**Stated task:** Reproduce everything in the listing from the line containing "Tag every instance of the round" down to the end of the listing, including the requests unchanged. Multiply each coordinate in the answers by 0.35 and round to whole numbers, with halves rounding up.

**Provided data:**
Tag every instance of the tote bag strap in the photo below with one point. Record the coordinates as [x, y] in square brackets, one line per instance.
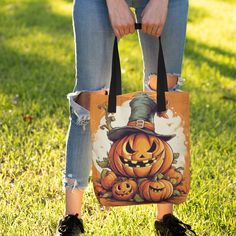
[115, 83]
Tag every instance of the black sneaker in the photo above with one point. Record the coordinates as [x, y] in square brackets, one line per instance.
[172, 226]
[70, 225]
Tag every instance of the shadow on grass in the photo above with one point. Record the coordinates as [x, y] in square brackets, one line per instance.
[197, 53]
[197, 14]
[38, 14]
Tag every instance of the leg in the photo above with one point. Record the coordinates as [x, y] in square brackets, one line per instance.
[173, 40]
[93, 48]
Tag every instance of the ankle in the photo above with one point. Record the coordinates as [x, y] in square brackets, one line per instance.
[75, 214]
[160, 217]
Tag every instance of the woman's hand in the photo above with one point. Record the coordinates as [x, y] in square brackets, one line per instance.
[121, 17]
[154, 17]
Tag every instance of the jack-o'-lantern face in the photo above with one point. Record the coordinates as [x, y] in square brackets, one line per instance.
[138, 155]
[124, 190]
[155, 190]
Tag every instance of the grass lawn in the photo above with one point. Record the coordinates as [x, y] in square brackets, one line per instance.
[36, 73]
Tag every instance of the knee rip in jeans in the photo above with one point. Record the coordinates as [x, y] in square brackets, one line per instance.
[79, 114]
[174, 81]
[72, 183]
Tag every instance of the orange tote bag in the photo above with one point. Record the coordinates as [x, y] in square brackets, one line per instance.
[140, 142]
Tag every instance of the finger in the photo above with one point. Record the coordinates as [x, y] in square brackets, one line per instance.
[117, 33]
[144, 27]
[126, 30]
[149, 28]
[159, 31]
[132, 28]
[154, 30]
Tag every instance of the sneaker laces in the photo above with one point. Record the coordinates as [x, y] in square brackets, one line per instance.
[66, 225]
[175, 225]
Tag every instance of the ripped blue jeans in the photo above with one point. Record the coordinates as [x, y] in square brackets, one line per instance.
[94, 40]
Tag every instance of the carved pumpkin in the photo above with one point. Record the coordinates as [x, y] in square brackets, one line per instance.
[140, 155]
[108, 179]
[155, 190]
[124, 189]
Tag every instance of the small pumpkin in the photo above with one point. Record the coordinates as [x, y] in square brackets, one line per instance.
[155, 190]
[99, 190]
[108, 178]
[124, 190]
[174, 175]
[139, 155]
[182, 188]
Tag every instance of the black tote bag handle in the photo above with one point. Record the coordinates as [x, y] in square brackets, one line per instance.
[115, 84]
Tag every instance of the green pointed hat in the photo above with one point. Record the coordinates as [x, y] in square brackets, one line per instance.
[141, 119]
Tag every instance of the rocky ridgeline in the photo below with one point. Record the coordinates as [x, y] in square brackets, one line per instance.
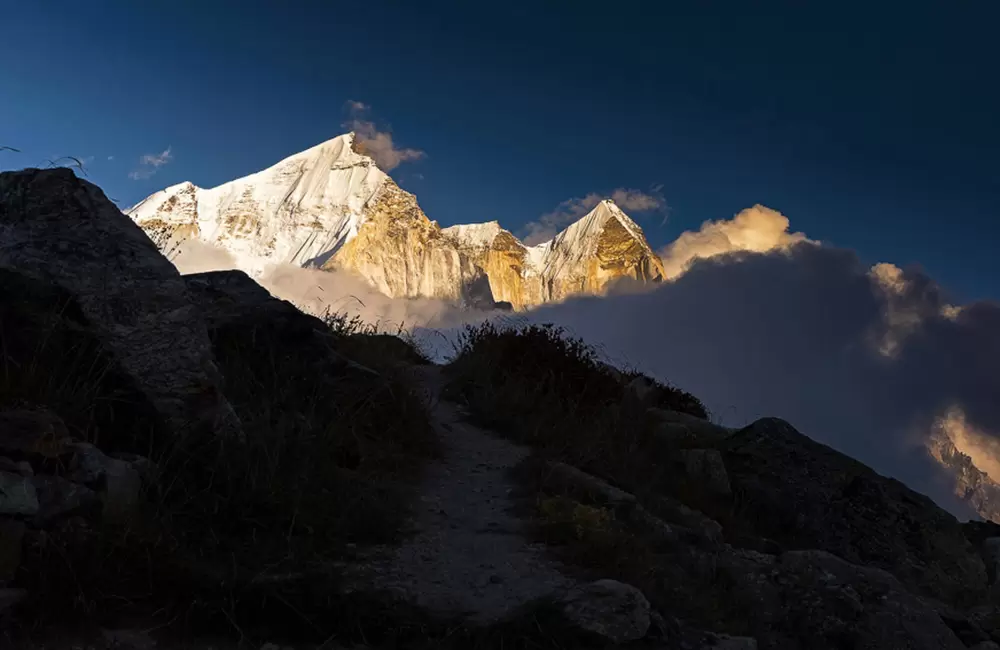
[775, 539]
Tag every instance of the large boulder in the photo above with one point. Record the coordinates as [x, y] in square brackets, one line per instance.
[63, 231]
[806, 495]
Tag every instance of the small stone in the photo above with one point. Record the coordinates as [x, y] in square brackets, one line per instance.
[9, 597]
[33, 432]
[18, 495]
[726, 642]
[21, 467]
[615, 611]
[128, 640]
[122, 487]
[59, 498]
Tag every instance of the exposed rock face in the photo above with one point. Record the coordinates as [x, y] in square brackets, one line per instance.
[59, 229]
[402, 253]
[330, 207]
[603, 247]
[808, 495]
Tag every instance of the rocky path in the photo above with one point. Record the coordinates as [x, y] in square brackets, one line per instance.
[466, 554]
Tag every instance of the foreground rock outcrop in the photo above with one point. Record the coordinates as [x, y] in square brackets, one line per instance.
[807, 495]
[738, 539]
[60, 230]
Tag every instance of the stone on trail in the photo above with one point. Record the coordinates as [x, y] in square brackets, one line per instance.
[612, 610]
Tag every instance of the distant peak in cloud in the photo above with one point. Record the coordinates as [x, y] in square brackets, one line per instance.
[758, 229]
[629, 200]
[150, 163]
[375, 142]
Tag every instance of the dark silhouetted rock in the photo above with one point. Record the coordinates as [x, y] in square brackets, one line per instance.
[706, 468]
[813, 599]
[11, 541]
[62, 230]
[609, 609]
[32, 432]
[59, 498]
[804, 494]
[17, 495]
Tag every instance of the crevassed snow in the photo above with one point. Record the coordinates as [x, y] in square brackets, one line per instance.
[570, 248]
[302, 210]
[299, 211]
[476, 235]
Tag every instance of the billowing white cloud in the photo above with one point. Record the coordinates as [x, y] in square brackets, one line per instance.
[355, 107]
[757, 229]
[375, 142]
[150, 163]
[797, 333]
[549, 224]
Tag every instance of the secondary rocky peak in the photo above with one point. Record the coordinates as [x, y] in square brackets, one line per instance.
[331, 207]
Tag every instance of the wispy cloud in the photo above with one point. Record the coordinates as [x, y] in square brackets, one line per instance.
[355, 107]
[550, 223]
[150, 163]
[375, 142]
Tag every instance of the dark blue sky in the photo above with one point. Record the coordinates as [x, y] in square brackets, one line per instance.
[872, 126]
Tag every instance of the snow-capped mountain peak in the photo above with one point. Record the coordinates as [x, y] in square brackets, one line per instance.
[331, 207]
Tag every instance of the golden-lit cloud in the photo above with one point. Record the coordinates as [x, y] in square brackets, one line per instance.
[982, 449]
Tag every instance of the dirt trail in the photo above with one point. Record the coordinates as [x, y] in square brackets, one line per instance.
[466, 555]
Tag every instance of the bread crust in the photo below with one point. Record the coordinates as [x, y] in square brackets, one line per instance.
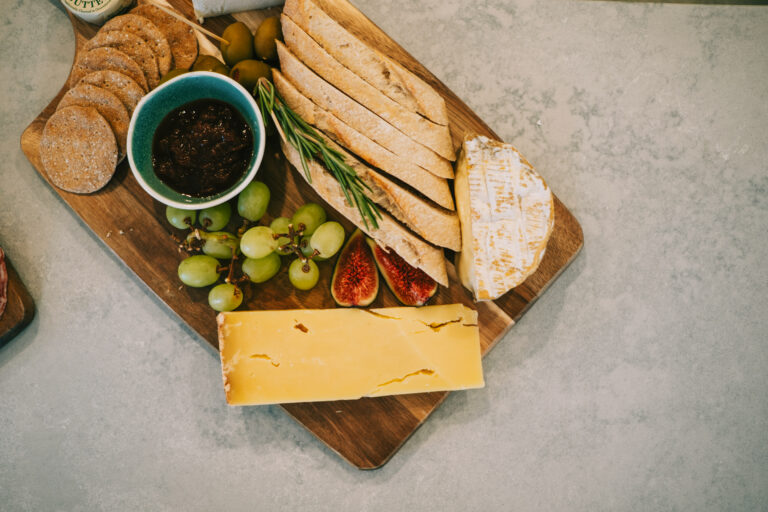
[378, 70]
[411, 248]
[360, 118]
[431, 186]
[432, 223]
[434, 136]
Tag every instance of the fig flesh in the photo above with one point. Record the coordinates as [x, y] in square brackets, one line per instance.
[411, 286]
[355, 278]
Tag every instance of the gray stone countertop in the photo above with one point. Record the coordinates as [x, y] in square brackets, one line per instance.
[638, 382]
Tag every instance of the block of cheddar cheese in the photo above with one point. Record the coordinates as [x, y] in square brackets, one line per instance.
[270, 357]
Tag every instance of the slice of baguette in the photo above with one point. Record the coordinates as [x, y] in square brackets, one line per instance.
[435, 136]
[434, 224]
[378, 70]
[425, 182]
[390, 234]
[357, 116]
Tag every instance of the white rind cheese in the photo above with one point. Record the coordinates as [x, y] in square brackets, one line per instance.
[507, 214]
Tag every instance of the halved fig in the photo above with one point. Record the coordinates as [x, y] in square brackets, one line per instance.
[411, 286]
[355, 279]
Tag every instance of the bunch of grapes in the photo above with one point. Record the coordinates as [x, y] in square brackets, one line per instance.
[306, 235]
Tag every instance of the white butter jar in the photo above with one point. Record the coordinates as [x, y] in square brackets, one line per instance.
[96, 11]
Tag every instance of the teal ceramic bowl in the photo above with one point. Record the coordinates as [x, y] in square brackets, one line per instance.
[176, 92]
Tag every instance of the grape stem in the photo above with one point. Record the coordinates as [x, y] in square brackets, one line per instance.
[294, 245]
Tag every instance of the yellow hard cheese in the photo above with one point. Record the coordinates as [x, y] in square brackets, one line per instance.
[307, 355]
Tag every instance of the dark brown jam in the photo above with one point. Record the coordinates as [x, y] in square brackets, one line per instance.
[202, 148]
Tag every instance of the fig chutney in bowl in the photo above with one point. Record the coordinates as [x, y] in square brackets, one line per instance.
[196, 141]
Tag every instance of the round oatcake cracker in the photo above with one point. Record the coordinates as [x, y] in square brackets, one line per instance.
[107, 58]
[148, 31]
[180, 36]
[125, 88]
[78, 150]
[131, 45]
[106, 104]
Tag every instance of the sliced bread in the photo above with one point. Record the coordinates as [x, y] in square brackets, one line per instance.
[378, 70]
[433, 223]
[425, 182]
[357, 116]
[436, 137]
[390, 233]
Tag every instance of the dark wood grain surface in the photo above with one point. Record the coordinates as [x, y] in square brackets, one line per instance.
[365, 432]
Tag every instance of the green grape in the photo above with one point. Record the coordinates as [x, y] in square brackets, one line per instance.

**Completed exercise:**
Tag every instance of the round oatcake cracker in the photo above with one point. Record the coordinates as [x, y] in square brackets, one line per instance.
[37, 20]
[52, 11]
[63, 13]
[44, 31]
[27, 53]
[46, 16]
[37, 36]
Tag every instance of the sliced bread in the photo above with one point. Record the coordinates as [x, y] in square brackets, one line per instance.
[132, 25]
[152, 78]
[149, 64]
[125, 41]
[153, 48]
[137, 82]
Tag every instance of the dark wood grain surface in the photo above with one point. Record the coordinates as [x, y] in square brackets, one line per instance.
[128, 151]
Tag every instance of the green grape in the photo above with one point. Record the coordinates as [x, y] in square brackets, one line per instance.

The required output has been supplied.